PARTS OF THE EXERCISE:
a) According to the S&P commentary, what intraday low did the market reach on Friday?
b) Reproduce the passage of the S&P commentary starting with "The market action" and going on through "buying the dip.".
c) List each distinct S&P index level that the S&P commentary gives as a figure, leaving out percentages.

*** EXCERPT PROVIDED

Consider the chart of the S&P:
You can see here that the correction began on Thursday 2nd September 2021 after the all-time record high of 4537. The initial drop was a fairly slow 4% which took the market down to a support level at 4353. From this point there was a mini rally which petered out and the index broke down through that support on Thursday (30/9/21). On Friday the market rallied strongly to test the previous support level (which had now become a resistance level) at 4353. During Friday the bears were able to push the market down to an intraday low at 4288, but from there it made a convincing “double bottom” and rallied strongly.
The market action that we are seeing here is that of a “reluctant correction” where there has been much bullish talk of “buying the dip” and a considerable response by the bulls, including a small rally. This should be compared with the more normal 9,6% correction which took place a year ago in the 14 trading days between 2nd and 23rd September 2020. In that case the bears gained complete (temporary) domination and there was little or no talk of buying the dip.

******
*** SUPPLIED INFORMATION

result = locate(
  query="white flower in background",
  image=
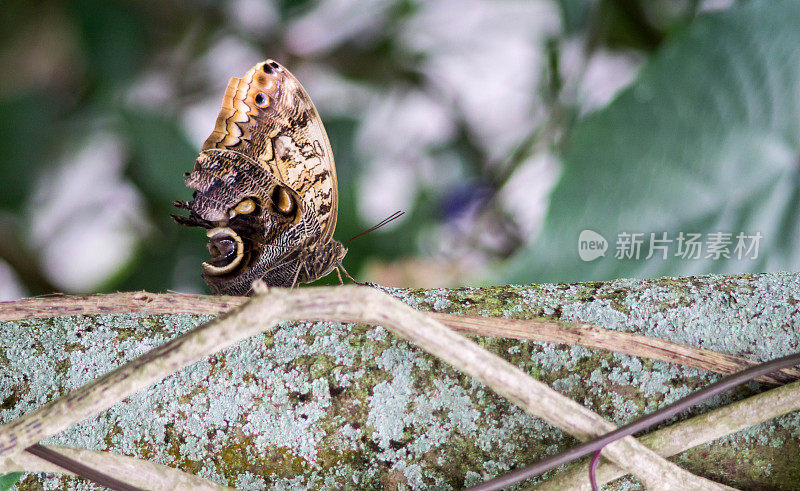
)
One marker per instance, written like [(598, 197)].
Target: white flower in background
[(485, 59), (333, 22), (85, 219)]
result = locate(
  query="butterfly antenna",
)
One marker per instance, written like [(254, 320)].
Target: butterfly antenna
[(394, 216)]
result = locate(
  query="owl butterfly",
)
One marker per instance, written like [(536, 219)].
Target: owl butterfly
[(265, 187)]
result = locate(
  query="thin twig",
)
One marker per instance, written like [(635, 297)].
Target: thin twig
[(345, 304), (687, 434), (586, 335), (140, 473)]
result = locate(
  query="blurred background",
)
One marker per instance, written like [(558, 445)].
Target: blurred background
[(502, 128)]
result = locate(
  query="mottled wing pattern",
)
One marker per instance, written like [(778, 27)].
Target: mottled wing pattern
[(268, 116)]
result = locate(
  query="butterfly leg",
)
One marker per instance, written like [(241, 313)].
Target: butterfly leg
[(296, 274), (340, 269)]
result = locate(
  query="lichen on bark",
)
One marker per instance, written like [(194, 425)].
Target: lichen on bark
[(337, 405)]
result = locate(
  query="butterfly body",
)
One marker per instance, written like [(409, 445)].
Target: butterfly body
[(265, 187)]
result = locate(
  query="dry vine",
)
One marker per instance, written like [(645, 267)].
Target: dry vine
[(346, 304), (580, 334)]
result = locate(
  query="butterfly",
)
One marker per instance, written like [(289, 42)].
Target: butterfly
[(265, 187)]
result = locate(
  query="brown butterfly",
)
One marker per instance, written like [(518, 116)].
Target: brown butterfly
[(265, 187)]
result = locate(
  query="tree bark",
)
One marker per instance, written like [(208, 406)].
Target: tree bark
[(327, 404)]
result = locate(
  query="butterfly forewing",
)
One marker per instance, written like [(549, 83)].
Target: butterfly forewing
[(268, 116), (265, 186)]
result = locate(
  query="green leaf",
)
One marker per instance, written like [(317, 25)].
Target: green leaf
[(8, 480), (706, 140)]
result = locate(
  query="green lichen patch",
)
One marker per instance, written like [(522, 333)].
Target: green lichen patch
[(330, 406)]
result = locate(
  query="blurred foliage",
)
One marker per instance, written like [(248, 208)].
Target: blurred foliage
[(710, 147), (704, 139)]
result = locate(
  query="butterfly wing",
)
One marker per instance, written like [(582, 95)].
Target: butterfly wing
[(268, 116)]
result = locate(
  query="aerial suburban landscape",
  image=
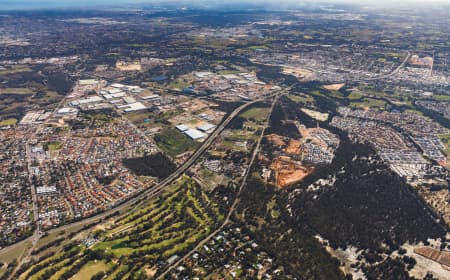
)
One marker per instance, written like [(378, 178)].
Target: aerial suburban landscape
[(224, 140)]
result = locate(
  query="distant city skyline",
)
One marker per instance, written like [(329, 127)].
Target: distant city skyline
[(49, 4)]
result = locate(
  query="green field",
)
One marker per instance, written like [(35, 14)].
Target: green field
[(301, 99), (15, 69), (258, 114), (445, 139), (369, 103), (165, 226), (179, 84), (174, 142), (91, 269), (354, 95), (8, 122), (15, 91), (53, 146)]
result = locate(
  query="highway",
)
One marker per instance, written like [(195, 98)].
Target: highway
[(235, 203), (395, 71), (148, 193)]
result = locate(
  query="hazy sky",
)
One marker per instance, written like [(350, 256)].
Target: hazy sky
[(44, 4)]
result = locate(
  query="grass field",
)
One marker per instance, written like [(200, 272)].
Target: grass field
[(15, 69), (174, 142), (90, 269), (150, 234), (369, 103), (8, 122), (53, 146), (15, 91), (179, 84), (258, 114), (301, 99), (445, 139), (9, 255)]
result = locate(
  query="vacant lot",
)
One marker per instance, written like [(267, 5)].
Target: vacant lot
[(256, 114), (15, 91), (174, 142), (7, 122)]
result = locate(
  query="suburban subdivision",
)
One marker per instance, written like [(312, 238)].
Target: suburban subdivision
[(225, 141)]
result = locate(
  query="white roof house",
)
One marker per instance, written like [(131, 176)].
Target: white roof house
[(195, 134)]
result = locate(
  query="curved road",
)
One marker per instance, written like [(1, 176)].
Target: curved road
[(233, 206), (151, 192)]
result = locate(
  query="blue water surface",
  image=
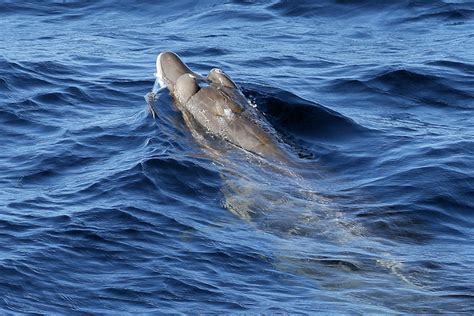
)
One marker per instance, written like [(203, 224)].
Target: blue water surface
[(106, 210)]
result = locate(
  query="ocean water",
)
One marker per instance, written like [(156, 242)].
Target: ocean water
[(104, 209)]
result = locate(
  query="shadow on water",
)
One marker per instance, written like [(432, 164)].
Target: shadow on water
[(297, 202)]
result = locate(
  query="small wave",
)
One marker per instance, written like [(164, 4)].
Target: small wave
[(422, 88)]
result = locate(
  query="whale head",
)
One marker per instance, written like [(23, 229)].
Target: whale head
[(169, 68)]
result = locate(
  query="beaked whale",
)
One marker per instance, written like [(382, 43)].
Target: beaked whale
[(217, 104)]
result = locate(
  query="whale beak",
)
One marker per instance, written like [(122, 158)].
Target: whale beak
[(169, 68)]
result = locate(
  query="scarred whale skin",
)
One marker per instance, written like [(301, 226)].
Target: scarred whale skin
[(217, 104)]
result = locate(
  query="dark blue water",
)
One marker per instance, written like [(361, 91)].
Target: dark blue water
[(104, 209)]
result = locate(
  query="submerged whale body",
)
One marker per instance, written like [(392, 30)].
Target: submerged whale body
[(217, 105)]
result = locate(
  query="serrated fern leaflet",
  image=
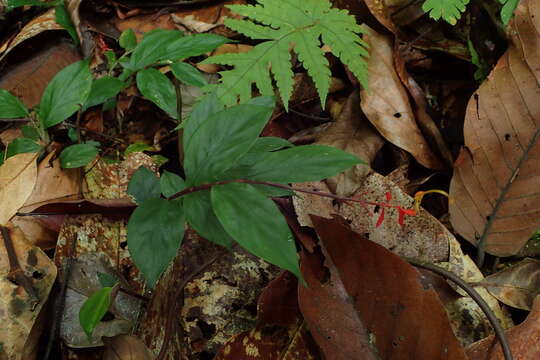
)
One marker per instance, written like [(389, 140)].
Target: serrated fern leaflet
[(286, 25), (449, 10)]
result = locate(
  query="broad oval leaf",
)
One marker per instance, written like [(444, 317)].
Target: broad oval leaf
[(188, 74), (65, 94), (144, 185), (155, 231), (256, 224), (77, 155), (157, 88), (201, 217), (10, 106), (102, 90), (497, 174), (218, 143), (170, 184), (93, 309)]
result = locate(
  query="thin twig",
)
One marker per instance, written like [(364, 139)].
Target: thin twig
[(499, 331), (16, 274)]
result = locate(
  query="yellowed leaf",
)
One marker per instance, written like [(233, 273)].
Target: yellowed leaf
[(17, 179)]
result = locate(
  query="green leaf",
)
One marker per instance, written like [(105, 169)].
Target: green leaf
[(22, 145), (62, 18), (218, 143), (128, 40), (10, 106), (284, 25), (144, 185), (152, 48), (77, 155), (508, 10), (298, 164), (155, 231), (448, 10), (188, 74), (93, 309), (102, 90), (193, 45), (256, 224), (201, 217), (157, 88), (65, 94), (170, 184)]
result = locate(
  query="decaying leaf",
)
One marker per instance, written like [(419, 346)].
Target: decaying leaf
[(363, 297), (18, 311), (497, 174), (516, 286), (17, 179), (386, 103)]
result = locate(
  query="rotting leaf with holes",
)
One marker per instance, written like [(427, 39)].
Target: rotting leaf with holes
[(497, 174), (368, 287), (155, 231), (255, 222)]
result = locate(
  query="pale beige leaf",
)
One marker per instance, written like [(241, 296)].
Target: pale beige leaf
[(386, 103), (17, 179), (497, 175)]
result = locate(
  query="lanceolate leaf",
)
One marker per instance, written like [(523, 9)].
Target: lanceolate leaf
[(157, 88), (254, 221), (218, 143), (496, 177), (155, 231), (65, 94), (285, 24), (10, 106)]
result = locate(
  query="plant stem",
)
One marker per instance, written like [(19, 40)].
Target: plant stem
[(499, 331)]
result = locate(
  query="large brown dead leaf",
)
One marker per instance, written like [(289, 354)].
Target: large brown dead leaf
[(364, 297), (516, 286), (386, 103), (524, 340), (17, 179), (497, 175)]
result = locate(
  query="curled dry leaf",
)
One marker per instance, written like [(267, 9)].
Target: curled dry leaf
[(17, 179), (516, 286), (496, 177), (125, 347), (524, 340), (363, 302), (18, 311), (386, 103)]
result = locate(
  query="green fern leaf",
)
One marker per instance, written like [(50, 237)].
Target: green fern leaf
[(449, 10), (286, 25)]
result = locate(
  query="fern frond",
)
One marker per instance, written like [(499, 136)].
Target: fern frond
[(286, 25), (449, 10)]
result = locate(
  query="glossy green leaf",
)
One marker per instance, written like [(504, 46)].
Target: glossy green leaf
[(256, 224), (188, 74), (152, 48), (94, 308), (65, 94), (201, 217), (102, 90), (22, 145), (77, 155), (144, 185), (193, 45), (170, 184), (62, 18), (155, 231), (10, 106), (301, 163), (128, 40), (218, 143), (157, 88)]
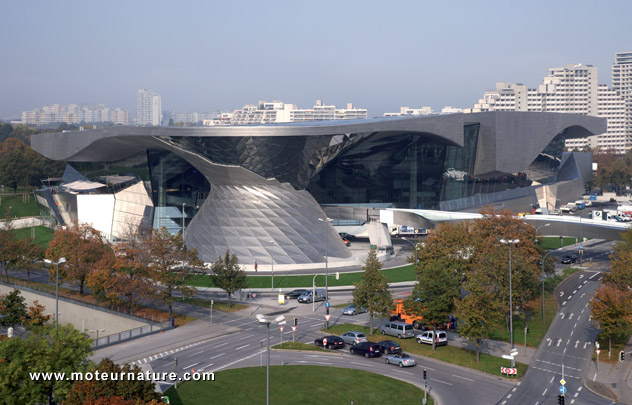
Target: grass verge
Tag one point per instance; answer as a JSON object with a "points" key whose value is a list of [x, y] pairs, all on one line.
{"points": [[300, 346], [298, 384], [450, 354], [404, 273]]}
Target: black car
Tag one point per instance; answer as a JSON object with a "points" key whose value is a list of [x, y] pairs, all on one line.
{"points": [[346, 236], [294, 294], [330, 342], [389, 346], [368, 349]]}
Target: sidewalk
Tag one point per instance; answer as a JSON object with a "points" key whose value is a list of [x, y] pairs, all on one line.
{"points": [[611, 380]]}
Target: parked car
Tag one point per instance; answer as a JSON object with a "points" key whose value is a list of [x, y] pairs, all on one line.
{"points": [[295, 294], [307, 298], [368, 349], [347, 236], [390, 346], [401, 359], [400, 329], [330, 342], [427, 336], [352, 310], [353, 337]]}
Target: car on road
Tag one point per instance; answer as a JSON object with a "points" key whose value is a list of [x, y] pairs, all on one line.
{"points": [[427, 337], [330, 342], [353, 310], [353, 337], [295, 294], [346, 236], [401, 359], [367, 349], [390, 346]]}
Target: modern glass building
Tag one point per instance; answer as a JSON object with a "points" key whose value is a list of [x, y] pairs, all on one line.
{"points": [[259, 190]]}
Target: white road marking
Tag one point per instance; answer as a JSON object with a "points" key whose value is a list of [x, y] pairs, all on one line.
{"points": [[465, 378]]}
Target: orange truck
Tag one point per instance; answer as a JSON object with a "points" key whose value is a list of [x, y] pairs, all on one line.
{"points": [[398, 312]]}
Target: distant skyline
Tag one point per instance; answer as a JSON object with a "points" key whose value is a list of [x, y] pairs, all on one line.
{"points": [[206, 56]]}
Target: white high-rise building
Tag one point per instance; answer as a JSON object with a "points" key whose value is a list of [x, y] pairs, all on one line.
{"points": [[149, 108], [571, 89]]}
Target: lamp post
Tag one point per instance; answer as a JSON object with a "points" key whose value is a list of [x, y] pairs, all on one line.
{"points": [[325, 221], [280, 320], [183, 204], [61, 260], [414, 247], [509, 243], [272, 261]]}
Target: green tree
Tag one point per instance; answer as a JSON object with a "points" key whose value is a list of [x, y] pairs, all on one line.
{"points": [[13, 307], [171, 265], [371, 292], [43, 350], [116, 389], [480, 313], [227, 275], [434, 295]]}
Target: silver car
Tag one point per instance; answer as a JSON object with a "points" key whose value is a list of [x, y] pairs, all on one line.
{"points": [[354, 337], [352, 310], [401, 359]]}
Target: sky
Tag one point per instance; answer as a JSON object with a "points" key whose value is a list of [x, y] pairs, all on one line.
{"points": [[221, 55]]}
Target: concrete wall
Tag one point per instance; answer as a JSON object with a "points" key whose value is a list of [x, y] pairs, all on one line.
{"points": [[78, 315]]}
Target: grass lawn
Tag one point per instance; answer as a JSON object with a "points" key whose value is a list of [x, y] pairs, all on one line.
{"points": [[449, 354], [553, 242], [15, 206], [301, 346], [297, 385], [404, 273], [43, 234]]}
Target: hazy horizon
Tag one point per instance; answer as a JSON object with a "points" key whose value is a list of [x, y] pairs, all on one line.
{"points": [[208, 56]]}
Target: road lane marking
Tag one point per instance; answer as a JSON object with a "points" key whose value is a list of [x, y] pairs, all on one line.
{"points": [[465, 378]]}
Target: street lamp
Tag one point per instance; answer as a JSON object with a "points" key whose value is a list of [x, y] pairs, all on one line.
{"points": [[414, 247], [61, 260], [279, 320], [272, 261], [509, 243], [325, 221]]}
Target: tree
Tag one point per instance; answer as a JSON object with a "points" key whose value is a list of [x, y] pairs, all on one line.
{"points": [[611, 310], [114, 390], [171, 265], [13, 308], [84, 250], [480, 314], [433, 296], [43, 350], [35, 316], [227, 275], [372, 291]]}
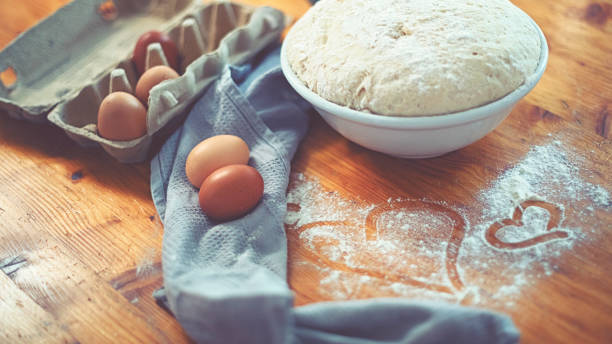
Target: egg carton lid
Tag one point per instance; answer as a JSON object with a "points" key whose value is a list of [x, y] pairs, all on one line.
{"points": [[66, 80], [79, 43]]}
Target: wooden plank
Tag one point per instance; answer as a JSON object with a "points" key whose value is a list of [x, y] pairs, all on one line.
{"points": [[25, 321], [81, 244]]}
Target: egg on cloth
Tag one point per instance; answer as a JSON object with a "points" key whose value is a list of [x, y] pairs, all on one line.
{"points": [[214, 153], [231, 192]]}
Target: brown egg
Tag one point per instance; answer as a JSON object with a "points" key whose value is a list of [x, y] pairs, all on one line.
{"points": [[231, 192], [152, 77], [214, 153], [121, 117]]}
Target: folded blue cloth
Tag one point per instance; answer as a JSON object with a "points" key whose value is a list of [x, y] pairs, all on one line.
{"points": [[226, 282]]}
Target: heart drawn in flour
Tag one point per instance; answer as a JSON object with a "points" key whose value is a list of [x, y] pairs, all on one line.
{"points": [[517, 222], [411, 242]]}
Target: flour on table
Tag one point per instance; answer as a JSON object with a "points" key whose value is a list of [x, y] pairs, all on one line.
{"points": [[405, 253]]}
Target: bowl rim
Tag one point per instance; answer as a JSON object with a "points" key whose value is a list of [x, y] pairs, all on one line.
{"points": [[419, 122]]}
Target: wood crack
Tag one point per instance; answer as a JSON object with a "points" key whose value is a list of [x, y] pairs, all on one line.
{"points": [[12, 264]]}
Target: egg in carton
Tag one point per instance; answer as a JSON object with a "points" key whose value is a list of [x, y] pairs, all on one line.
{"points": [[68, 63]]}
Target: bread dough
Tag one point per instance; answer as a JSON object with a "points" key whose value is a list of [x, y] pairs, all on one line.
{"points": [[413, 57]]}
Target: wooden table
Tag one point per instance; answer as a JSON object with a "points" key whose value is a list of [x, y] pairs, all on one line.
{"points": [[80, 241]]}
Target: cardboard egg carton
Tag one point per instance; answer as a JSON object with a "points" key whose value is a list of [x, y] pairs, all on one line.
{"points": [[69, 62]]}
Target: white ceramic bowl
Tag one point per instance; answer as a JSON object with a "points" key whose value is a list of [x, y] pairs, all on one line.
{"points": [[416, 137]]}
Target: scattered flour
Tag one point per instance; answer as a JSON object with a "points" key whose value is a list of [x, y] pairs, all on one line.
{"points": [[405, 252]]}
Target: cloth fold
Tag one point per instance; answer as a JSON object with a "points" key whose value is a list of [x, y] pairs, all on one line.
{"points": [[226, 282]]}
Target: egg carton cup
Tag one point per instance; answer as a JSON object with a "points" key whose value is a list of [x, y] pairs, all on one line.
{"points": [[68, 63]]}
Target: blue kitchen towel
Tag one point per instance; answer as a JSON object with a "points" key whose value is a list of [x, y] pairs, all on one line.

******

ANSWERS TO THIS EXERCISE:
a) 4288

b)
The market action that we are seeing here is that of a “reluctant correction” where there has been much bullish talk of “buying the dip” and a considerable response by the bulls, including a small rally. This should be compared with the more normal 9,6% correction which took place a year ago in the 14 trading days between 2nd and 23rd September 2020. In that case the bears gained complete (temporary) domination and there was little or no talk of buying the dip.

c) 4537, 4353, 4288